> _課題 A_: 処遇改善加算の記事を「場合によっては、かなり専門的」の語句から始めて「いる事業者様もいるためです。」の語句までそのまま書き写してください。

> _ページ_:
処遇改善加算

【令和5年度】処遇改善計画 作成方法【動画解説あり】

気になるところから読む

はじめに

介護・障害福祉処遇改善加算、特定処遇改善加算、ベースアップ等支援加算の導入方法についての解説です。

※障害福祉分野における届出の作成方法です

 

「よく分からないから算定を見送っています」

「返金指導などあるとこわいので、あえて算定していません」

という事業者様も多い加算ですが、御社スタッフの賃金や職場環境改善のきっかけとなる加算であるため、できれば算定いただきたい加算です。

 

場合によっては、かなり専門的判断を要することもありますが、それでもご依頼者様に最低限抑えていただきたい要素などもあるため、解説記事を作成した次第です。

 

ここまで解説する理由

「ここまで解説したら、仕事にならないのではないですか」と仰っていただける事業者様もおりますが、弊所としては(おそらく)問題ないものと考えております。」

 

当解説はあくまでモデルケースです。もちろん綺麗に当てはまる事業者様もいるかもしれませんが、やはり個別具体的な事情や単に学習コスト、書類作成の時間がとれず手間で委託したいと考えている事業者様もいるためです。

 

また、弊所としては外部事務所に丸投げで任せてしまうよりも、事業者様としてもきちんと要所要所のポイントを抑えたうえで、必要に応じて外部に委託するか自社で作成できるかの判断をできるようになったほうが、長い目で見れば事業者様のメリットになると考えております。

 

当解説の到達目標

  • 処遇改善加算、特定処遇改善加算を導入すること
  • 実地指導において思わぬ返金指導を受けないためのポイントを抑えること
  • 処遇改善加算、特定処遇改善加算の導入、運用方法を理解すること

 

ご了承事項

・1度で100%の理解を目指す必要はなく、もし関係なさそうな項目があれば飛ばしていただいて構いません。とりあえず分かるところ / できるところから着手して、不明点について当解説を読み直したり行政への確認などをとおして作成していくことをお薦めします。

・ここではあくまでオーソドックスな運用方法をもとに解説を進めます。

・したがって導入、運用にあたって特に重要な要素に絞って解説をしております

・行政によって必要書類や審査・運用基準は異なります。解釈が難しい場合は行政または弊所にご確認ください(一般事業者様はスポットコンサルティングでの対応となります)

・あくまで行政書士の見地からの解説です。社労士や税理士の観点からしたら、さらに抑えるべき論点があるかもしれませんので、必要に応じて顧問事務所様に確認とることを推奨します

・当解説は「はじめて処遇改善加算を導入する事業者様向け」の導入部分の解説です。具体的な書類の作成方法は、こちらの記事をご参考ください。

 

処遇改善加算とは

御社従業員の給与を改善するためにのみ使用できる加算です。

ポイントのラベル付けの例
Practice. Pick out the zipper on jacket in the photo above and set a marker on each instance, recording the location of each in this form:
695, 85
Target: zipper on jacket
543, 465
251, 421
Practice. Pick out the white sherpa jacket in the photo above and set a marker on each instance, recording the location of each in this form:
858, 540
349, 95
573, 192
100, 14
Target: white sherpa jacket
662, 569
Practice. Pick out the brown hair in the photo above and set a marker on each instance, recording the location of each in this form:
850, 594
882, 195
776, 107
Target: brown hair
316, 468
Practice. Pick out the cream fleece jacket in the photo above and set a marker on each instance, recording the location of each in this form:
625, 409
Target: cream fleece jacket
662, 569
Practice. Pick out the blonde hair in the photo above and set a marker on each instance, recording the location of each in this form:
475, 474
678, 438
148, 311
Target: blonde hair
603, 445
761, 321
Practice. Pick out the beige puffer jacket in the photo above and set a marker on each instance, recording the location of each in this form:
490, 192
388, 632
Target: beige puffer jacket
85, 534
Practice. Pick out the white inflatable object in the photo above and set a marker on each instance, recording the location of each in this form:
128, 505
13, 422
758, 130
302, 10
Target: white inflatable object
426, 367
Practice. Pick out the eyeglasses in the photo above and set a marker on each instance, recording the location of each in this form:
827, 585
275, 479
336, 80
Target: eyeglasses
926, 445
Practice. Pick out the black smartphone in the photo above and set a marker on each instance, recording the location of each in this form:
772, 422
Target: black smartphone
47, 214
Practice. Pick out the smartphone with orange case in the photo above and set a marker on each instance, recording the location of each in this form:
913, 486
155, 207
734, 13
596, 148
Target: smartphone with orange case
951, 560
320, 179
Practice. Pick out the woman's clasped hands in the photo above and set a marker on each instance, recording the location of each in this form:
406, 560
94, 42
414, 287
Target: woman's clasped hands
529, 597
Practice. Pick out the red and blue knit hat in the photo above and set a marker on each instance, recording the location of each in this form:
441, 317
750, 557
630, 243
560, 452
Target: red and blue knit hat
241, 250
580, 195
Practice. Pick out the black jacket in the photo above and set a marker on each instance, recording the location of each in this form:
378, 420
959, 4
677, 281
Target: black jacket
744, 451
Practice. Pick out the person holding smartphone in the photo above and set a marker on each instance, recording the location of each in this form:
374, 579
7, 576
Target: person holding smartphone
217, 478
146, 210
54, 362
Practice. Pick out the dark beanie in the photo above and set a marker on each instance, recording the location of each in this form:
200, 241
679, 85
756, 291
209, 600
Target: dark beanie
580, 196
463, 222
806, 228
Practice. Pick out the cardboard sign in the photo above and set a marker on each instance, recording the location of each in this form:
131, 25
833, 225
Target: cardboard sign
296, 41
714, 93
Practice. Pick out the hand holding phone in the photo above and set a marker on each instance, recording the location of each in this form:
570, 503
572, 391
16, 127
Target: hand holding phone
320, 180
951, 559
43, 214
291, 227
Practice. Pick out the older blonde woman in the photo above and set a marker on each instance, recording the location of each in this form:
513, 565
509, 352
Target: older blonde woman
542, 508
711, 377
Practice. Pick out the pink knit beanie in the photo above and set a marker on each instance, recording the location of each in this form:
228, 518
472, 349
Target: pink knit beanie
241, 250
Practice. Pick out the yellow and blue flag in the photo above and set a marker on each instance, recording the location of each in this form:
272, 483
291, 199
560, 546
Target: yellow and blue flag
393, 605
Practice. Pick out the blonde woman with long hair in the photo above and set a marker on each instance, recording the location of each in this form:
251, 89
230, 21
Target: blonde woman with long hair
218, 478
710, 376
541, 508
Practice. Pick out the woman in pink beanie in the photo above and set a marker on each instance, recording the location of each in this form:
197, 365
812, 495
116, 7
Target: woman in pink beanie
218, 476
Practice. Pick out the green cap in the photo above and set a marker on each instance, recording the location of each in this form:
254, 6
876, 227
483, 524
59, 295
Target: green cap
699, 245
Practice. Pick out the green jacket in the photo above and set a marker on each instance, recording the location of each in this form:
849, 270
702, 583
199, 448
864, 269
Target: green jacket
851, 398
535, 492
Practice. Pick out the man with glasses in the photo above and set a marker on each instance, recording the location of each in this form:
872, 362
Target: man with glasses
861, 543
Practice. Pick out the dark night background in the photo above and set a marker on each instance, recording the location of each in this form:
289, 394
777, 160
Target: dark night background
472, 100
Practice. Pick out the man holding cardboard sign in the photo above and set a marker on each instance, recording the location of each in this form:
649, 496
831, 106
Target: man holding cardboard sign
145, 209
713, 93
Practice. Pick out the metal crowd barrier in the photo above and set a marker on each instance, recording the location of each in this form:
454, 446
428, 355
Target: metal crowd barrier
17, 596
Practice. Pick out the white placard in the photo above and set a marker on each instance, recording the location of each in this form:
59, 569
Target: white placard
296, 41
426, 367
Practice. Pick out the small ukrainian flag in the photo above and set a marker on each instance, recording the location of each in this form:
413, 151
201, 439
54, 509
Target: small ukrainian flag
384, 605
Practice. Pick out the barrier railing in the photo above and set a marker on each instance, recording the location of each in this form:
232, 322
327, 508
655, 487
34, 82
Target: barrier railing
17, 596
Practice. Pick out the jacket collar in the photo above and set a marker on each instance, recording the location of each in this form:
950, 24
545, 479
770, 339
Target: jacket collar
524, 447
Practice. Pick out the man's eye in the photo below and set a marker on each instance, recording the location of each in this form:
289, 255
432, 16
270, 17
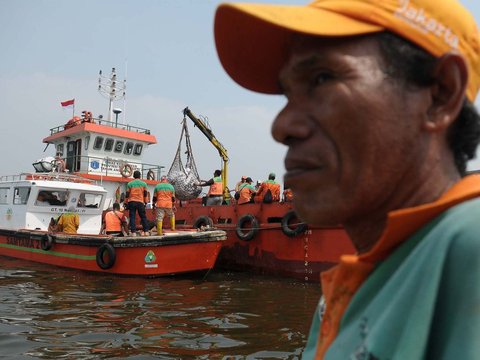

> _課題 B_: 記録のうち「Practice. Pick out the jacket」を含む行から記録の末尾までを、「set a marker」を「place a marker」に置き換えて書き直してください。ほかは何も変えず、画像は答えに入れないでください。

> _完成解答 A_:
場合によっては、かなり専門的判断を要することもありますが、それでもご依頼者様に最低限抑えていただきたい要素などもあるため、解説記事を作成した次第です。

 

ここまで解説する理由

「ここまで解説したら、仕事にならないのではないですか」と仰っていただける事業者様もおりますが、弊所としては(おそらく)問題ないものと考えております。」

 

当解説はあくまでモデルケースです。もちろん綺麗に当てはまる事業者様もいるかもしれませんが、やはり個別具体的な事情や単に学習コスト、書類作成の時間がとれず手間で委託したいと考えている事業者様もいるためです。

> _完成解答 B_:
Practice. Pick out the jacket collar in the photo above and place a marker on each instance, recording the location of each in this form:
950, 24
545, 479
770, 339
Target: jacket collar
524, 447
Practice. Pick out the man's eye in the photo below and place a marker on each instance, recording the location of each in this form:
289, 255
432, 16
270, 17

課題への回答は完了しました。